** Your goal **
Count the lines in the records below that contain the string "overhead", treating uppercase and lowercase as different. Give only the number.

** Data to use **
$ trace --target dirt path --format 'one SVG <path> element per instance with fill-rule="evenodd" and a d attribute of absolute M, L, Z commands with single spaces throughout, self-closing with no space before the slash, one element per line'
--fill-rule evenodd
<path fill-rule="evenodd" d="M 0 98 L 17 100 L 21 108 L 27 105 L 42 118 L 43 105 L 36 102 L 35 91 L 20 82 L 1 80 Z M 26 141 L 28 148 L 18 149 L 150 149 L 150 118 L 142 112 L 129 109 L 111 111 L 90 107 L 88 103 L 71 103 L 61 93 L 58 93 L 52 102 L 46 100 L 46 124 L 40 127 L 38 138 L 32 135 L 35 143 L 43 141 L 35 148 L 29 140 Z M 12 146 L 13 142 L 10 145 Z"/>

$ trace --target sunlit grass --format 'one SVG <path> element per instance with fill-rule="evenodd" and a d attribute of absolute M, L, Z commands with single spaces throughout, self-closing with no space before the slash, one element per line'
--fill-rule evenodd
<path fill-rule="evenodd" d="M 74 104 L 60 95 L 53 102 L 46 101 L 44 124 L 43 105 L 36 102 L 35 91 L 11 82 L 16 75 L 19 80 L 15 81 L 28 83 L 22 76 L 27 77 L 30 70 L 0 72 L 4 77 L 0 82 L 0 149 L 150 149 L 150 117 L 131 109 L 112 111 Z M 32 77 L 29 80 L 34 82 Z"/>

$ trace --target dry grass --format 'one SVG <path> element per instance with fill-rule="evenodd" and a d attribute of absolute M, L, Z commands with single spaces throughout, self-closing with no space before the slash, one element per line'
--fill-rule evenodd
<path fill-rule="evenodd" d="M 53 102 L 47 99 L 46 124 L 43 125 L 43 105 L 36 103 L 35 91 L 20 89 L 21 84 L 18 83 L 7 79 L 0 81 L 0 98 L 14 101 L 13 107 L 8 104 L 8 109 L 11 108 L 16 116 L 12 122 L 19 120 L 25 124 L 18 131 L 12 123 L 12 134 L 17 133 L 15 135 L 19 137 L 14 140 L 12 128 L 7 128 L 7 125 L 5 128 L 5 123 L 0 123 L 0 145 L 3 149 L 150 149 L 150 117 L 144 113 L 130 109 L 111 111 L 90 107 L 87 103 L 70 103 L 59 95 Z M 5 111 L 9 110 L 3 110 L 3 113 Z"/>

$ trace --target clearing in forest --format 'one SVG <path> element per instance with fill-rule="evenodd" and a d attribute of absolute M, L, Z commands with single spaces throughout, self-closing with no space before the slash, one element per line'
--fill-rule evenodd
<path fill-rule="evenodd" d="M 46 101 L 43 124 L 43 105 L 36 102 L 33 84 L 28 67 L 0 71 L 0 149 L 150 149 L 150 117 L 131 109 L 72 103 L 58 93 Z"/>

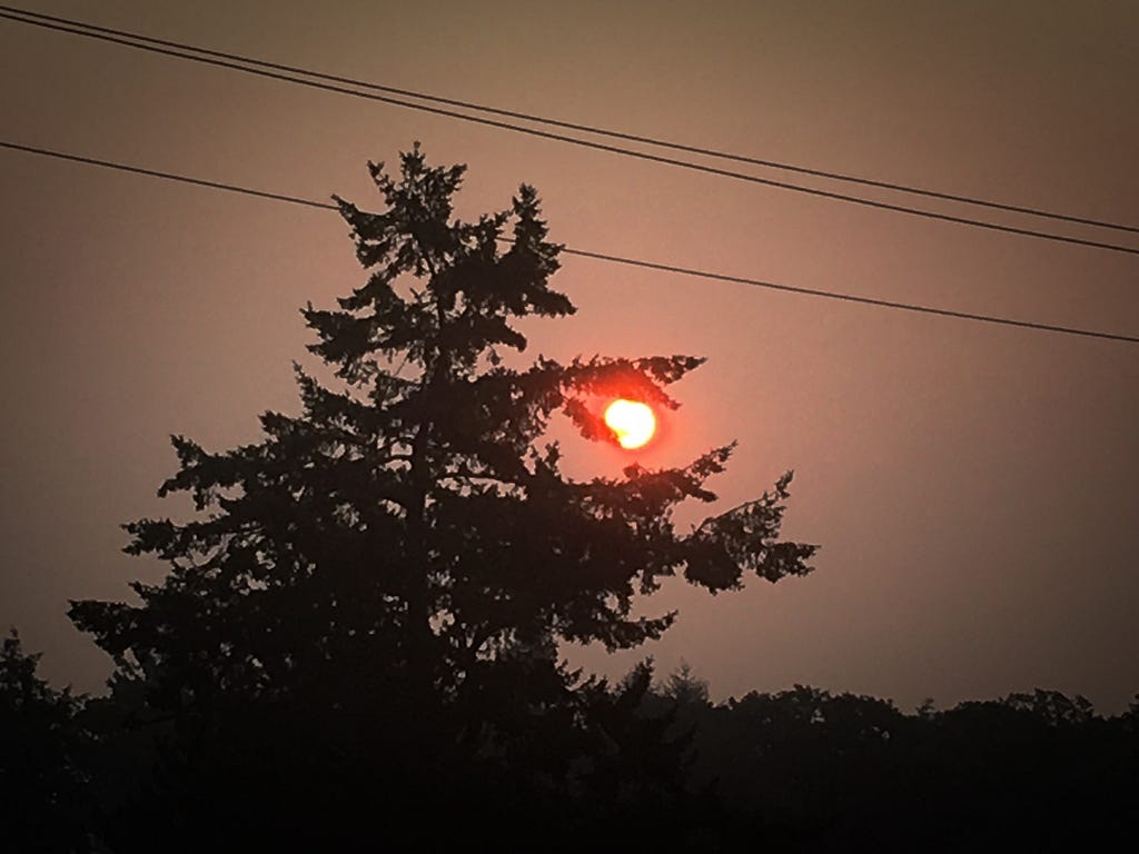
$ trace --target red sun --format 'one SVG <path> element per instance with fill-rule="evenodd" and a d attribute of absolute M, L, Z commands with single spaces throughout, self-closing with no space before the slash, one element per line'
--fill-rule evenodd
<path fill-rule="evenodd" d="M 622 447 L 642 447 L 656 433 L 656 416 L 639 401 L 617 400 L 605 409 L 606 426 L 617 434 Z"/>

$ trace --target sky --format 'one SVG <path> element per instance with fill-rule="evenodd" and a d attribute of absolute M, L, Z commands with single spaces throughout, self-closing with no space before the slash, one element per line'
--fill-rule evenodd
<path fill-rule="evenodd" d="M 565 121 L 1139 224 L 1130 2 L 27 2 Z M 0 20 L 0 137 L 378 207 L 366 163 L 423 142 L 469 166 L 459 213 L 534 184 L 573 248 L 1139 335 L 1139 256 L 968 228 L 590 151 Z M 779 180 L 793 175 L 755 169 Z M 808 183 L 803 180 L 802 182 Z M 823 180 L 811 186 L 896 202 Z M 162 566 L 118 525 L 159 501 L 173 433 L 223 450 L 297 409 L 297 309 L 363 281 L 333 213 L 0 150 L 0 626 L 43 672 L 109 663 L 68 599 Z M 906 204 L 906 202 L 902 202 Z M 940 203 L 935 210 L 990 214 Z M 1001 222 L 1049 228 L 1029 217 Z M 1139 247 L 1136 235 L 1064 233 Z M 689 353 L 638 454 L 738 440 L 727 509 L 794 469 L 816 572 L 710 597 L 670 584 L 661 641 L 572 660 L 687 662 L 715 699 L 812 684 L 911 708 L 1047 688 L 1139 691 L 1139 345 L 564 257 L 575 317 L 532 355 Z M 309 359 L 310 361 L 305 361 Z M 560 428 L 558 428 L 560 429 Z M 629 460 L 565 433 L 581 476 Z M 700 518 L 698 510 L 685 522 Z"/>

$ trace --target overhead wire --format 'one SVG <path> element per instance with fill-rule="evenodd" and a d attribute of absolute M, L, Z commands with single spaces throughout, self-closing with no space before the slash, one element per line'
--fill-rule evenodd
<path fill-rule="evenodd" d="M 349 77 L 338 74 L 328 74 L 326 72 L 312 71 L 310 68 L 303 68 L 296 65 L 288 65 L 285 63 L 274 63 L 268 59 L 260 59 L 254 57 L 246 57 L 239 54 L 229 54 L 222 50 L 213 50 L 210 48 L 202 48 L 186 42 L 171 41 L 169 39 L 157 39 L 149 35 L 142 35 L 140 33 L 132 33 L 125 30 L 116 30 L 114 27 L 98 26 L 96 24 L 90 24 L 82 20 L 75 20 L 73 18 L 64 18 L 56 15 L 46 15 L 38 11 L 28 11 L 27 9 L 19 9 L 13 6 L 0 5 L 0 10 L 9 13 L 18 13 L 19 15 L 25 15 L 32 18 L 39 18 L 41 20 L 50 20 L 57 24 L 65 24 L 68 26 L 82 27 L 84 30 L 91 30 L 99 33 L 106 33 L 109 35 L 117 35 L 128 39 L 134 39 L 137 41 L 146 42 L 148 44 L 159 44 L 167 48 L 177 48 L 179 50 L 190 50 L 206 56 L 218 57 L 221 59 L 231 59 L 235 61 L 243 61 L 249 65 L 255 65 L 262 68 L 272 68 L 276 71 L 288 72 L 290 74 L 303 74 L 305 76 L 314 77 L 317 80 L 327 80 L 334 83 L 347 83 L 351 85 L 360 87 L 363 89 L 371 89 L 379 92 L 388 92 L 390 95 L 399 95 L 409 98 L 417 98 L 419 100 L 429 101 L 432 104 L 445 104 L 452 107 L 461 107 L 464 109 L 472 109 L 478 113 L 489 113 L 492 115 L 505 116 L 507 118 L 521 118 L 526 122 L 533 122 L 535 124 L 546 124 L 552 128 L 563 128 L 566 130 L 581 131 L 584 133 L 592 133 L 599 137 L 608 137 L 611 139 L 621 139 L 626 142 L 641 142 L 645 145 L 656 146 L 658 148 L 669 148 L 674 151 L 683 151 L 686 154 L 696 154 L 706 157 L 715 157 L 719 159 L 735 161 L 737 163 L 747 163 L 753 166 L 763 166 L 768 169 L 778 169 L 786 172 L 795 172 L 804 175 L 812 175 L 816 178 L 826 178 L 835 181 L 845 181 L 847 183 L 862 184 L 865 187 L 877 187 L 879 189 L 895 190 L 899 192 L 908 192 L 916 196 L 925 196 L 927 198 L 935 198 L 945 202 L 960 202 L 968 205 L 976 205 L 980 207 L 988 207 L 995 211 L 1006 211 L 1009 213 L 1027 214 L 1031 216 L 1039 216 L 1042 219 L 1057 220 L 1059 222 L 1071 222 L 1081 225 L 1092 225 L 1096 228 L 1104 229 L 1115 229 L 1118 231 L 1128 231 L 1131 233 L 1139 233 L 1139 227 L 1124 225 L 1117 222 L 1109 222 L 1107 220 L 1096 220 L 1085 216 L 1075 216 L 1073 214 L 1057 213 L 1055 211 L 1046 211 L 1039 207 L 1026 207 L 1022 205 L 1013 205 L 1002 202 L 993 202 L 990 199 L 980 199 L 972 196 L 957 195 L 951 192 L 944 192 L 940 190 L 931 190 L 927 188 L 915 187 L 912 184 L 896 183 L 893 181 L 883 181 L 871 178 L 862 178 L 859 175 L 851 175 L 842 172 L 833 172 L 822 169 L 816 169 L 810 166 L 800 166 L 792 163 L 782 163 L 779 161 L 762 159 L 759 157 L 752 157 L 748 155 L 734 154 L 730 151 L 723 151 L 714 148 L 706 148 L 700 146 L 685 145 L 681 142 L 674 142 L 671 140 L 663 140 L 655 137 L 642 136 L 638 133 L 628 133 L 624 131 L 615 131 L 607 128 L 598 128 L 596 125 L 582 124 L 577 122 L 566 122 L 558 118 L 550 118 L 549 116 L 540 116 L 533 113 L 524 113 L 521 110 L 503 109 L 501 107 L 492 107 L 485 104 L 477 104 L 475 101 L 461 100 L 457 98 L 445 98 L 439 95 L 432 95 L 429 92 L 421 92 L 412 89 L 402 89 L 399 87 L 385 85 L 383 83 L 375 83 L 367 80 L 360 80 L 358 77 Z"/>
<path fill-rule="evenodd" d="M 941 220 L 943 222 L 953 222 L 962 225 L 970 225 L 975 228 L 989 229 L 992 231 L 999 231 L 1011 235 L 1019 235 L 1022 237 L 1033 237 L 1043 240 L 1052 240 L 1058 243 L 1072 244 L 1077 246 L 1087 246 L 1098 249 L 1107 249 L 1111 252 L 1121 252 L 1131 255 L 1139 255 L 1139 248 L 1124 246 L 1120 244 L 1112 244 L 1101 240 L 1091 240 L 1087 238 L 1073 237 L 1068 235 L 1056 235 L 1047 231 L 1036 231 L 1034 229 L 1025 229 L 1015 225 L 1006 225 L 1001 223 L 986 222 L 984 220 L 975 220 L 966 216 L 957 216 L 953 214 L 940 213 L 934 211 L 924 211 L 915 207 L 907 207 L 904 205 L 896 205 L 887 202 L 879 202 L 876 199 L 862 198 L 860 196 L 852 196 L 843 192 L 834 192 L 831 190 L 823 190 L 816 187 L 804 187 L 801 184 L 788 183 L 785 181 L 776 181 L 769 178 L 761 178 L 759 175 L 752 175 L 743 172 L 735 172 L 731 170 L 720 169 L 718 166 L 710 166 L 700 163 L 691 163 L 689 161 L 681 161 L 674 157 L 665 157 L 662 155 L 650 154 L 647 151 L 638 151 L 629 148 L 621 148 L 620 146 L 607 145 L 604 142 L 597 142 L 593 140 L 577 139 L 574 137 L 567 137 L 560 133 L 554 133 L 550 131 L 543 131 L 535 128 L 525 128 L 522 125 L 513 124 L 509 122 L 502 122 L 494 118 L 486 118 L 484 116 L 468 115 L 465 113 L 458 113 L 452 109 L 445 109 L 441 107 L 433 107 L 426 104 L 416 104 L 413 101 L 408 101 L 400 98 L 393 98 L 386 95 L 378 95 L 376 92 L 360 91 L 359 89 L 350 89 L 344 85 L 329 82 L 320 82 L 319 80 L 306 80 L 297 76 L 289 76 L 288 74 L 282 74 L 277 71 L 270 71 L 265 67 L 252 67 L 255 66 L 259 60 L 243 57 L 239 55 L 230 55 L 236 58 L 236 61 L 230 61 L 227 59 L 220 59 L 205 55 L 204 49 L 194 46 L 186 46 L 178 50 L 173 50 L 158 44 L 145 43 L 138 41 L 140 36 L 134 34 L 126 34 L 125 36 L 112 35 L 107 33 L 96 32 L 90 25 L 77 24 L 77 25 L 63 25 L 51 23 L 49 20 L 41 20 L 33 17 L 22 17 L 18 9 L 13 7 L 0 7 L 0 18 L 8 20 L 14 20 L 23 24 L 28 24 L 36 27 L 42 27 L 47 30 L 52 30 L 57 32 L 71 33 L 73 35 L 82 35 L 90 39 L 96 39 L 99 41 L 106 41 L 114 44 L 120 44 L 123 47 L 134 48 L 137 50 L 159 54 L 163 56 L 170 56 L 179 59 L 187 59 L 189 61 L 199 63 L 204 65 L 212 65 L 222 68 L 230 68 L 232 71 L 239 71 L 246 74 L 252 74 L 261 77 L 267 77 L 271 80 L 278 80 L 287 83 L 296 83 L 297 85 L 309 87 L 312 89 L 319 89 L 323 91 L 335 92 L 339 95 L 347 95 L 355 98 L 362 98 L 366 100 L 379 101 L 384 104 L 390 104 L 393 106 L 405 107 L 408 109 L 415 109 L 423 113 L 428 113 L 433 115 L 440 115 L 449 118 L 456 118 L 465 122 L 470 122 L 474 124 L 481 124 L 485 126 L 497 128 L 500 130 L 508 130 L 516 133 L 523 133 L 531 137 L 536 137 L 541 139 L 557 140 L 565 142 L 567 145 L 579 146 L 582 148 L 588 148 L 598 151 L 607 151 L 609 154 L 616 154 L 625 157 L 631 157 L 640 161 L 647 161 L 652 163 L 659 163 L 664 165 L 677 166 L 679 169 L 686 169 L 695 172 L 700 172 L 705 174 L 720 175 L 723 178 L 730 178 L 739 181 L 746 181 L 749 183 L 756 183 L 768 187 L 776 187 L 779 189 L 790 190 L 794 192 L 802 192 L 811 196 L 817 196 L 820 198 L 828 198 L 838 202 L 847 202 L 855 205 L 862 205 L 866 207 L 878 208 L 883 211 L 893 211 L 896 213 L 904 213 L 912 216 L 920 216 L 932 220 Z M 22 13 L 23 15 L 28 15 L 28 13 Z M 145 36 L 141 36 L 145 38 Z M 185 52 L 185 51 L 196 51 L 196 52 Z M 302 72 L 304 74 L 312 75 L 311 72 Z"/>
<path fill-rule="evenodd" d="M 15 151 L 23 151 L 25 154 L 41 155 L 44 157 L 54 157 L 62 161 L 69 161 L 73 163 L 101 166 L 105 169 L 116 170 L 120 172 L 130 172 L 134 174 L 146 175 L 149 178 L 161 178 L 167 181 L 177 181 L 180 183 L 188 183 L 198 187 L 206 187 L 215 190 L 224 190 L 228 192 L 236 192 L 246 196 L 255 196 L 257 198 L 270 199 L 273 202 L 284 202 L 293 205 L 303 205 L 306 207 L 325 208 L 329 211 L 339 210 L 337 205 L 328 202 L 317 202 L 314 199 L 308 199 L 300 196 L 290 196 L 280 192 L 269 192 L 265 190 L 257 190 L 249 187 L 243 187 L 240 184 L 227 183 L 223 181 L 212 181 L 200 178 L 192 178 L 189 175 L 181 175 L 173 172 L 164 172 L 153 169 L 145 169 L 142 166 L 136 166 L 128 163 L 117 163 L 114 161 L 106 161 L 96 157 L 87 157 L 83 155 L 73 154 L 69 151 L 58 151 L 49 148 L 42 148 L 38 146 L 22 145 L 18 142 L 11 142 L 9 140 L 0 140 L 0 148 L 7 148 Z M 896 311 L 915 312 L 921 314 L 934 314 L 945 318 L 956 318 L 958 320 L 972 320 L 983 323 L 994 323 L 999 326 L 1017 327 L 1022 329 L 1032 329 L 1036 331 L 1047 332 L 1059 332 L 1063 335 L 1074 335 L 1085 338 L 1100 338 L 1106 340 L 1117 340 L 1126 342 L 1129 344 L 1139 344 L 1139 336 L 1121 335 L 1116 332 L 1105 332 L 1101 330 L 1093 329 L 1079 329 L 1075 327 L 1066 326 L 1055 326 L 1050 323 L 1038 323 L 1030 320 L 1015 320 L 1011 318 L 1001 318 L 991 314 L 980 314 L 973 312 L 956 311 L 952 309 L 939 309 L 931 305 L 920 305 L 915 303 L 902 303 L 891 299 L 878 299 L 868 296 L 858 296 L 854 294 L 843 294 L 831 290 L 819 290 L 816 288 L 804 288 L 794 285 L 781 285 L 778 282 L 763 281 L 761 279 L 752 279 L 741 276 L 729 276 L 726 273 L 715 273 L 707 270 L 697 270 L 693 268 L 680 266 L 675 264 L 663 264 L 654 261 L 645 261 L 642 258 L 631 258 L 621 255 L 611 255 L 608 253 L 592 252 L 589 249 L 575 249 L 571 247 L 563 247 L 562 252 L 567 255 L 575 255 L 584 258 L 592 258 L 596 261 L 603 261 L 614 264 L 622 264 L 624 266 L 641 268 L 646 270 L 656 270 L 658 272 L 669 272 L 680 276 L 695 277 L 700 279 L 710 279 L 714 281 L 724 281 L 736 285 L 747 285 L 751 287 L 763 288 L 768 290 L 781 290 L 790 294 L 800 294 L 803 296 L 813 296 L 825 299 L 838 299 L 847 303 L 859 303 L 862 305 L 870 305 L 878 309 L 890 309 Z"/>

** Complete response **
1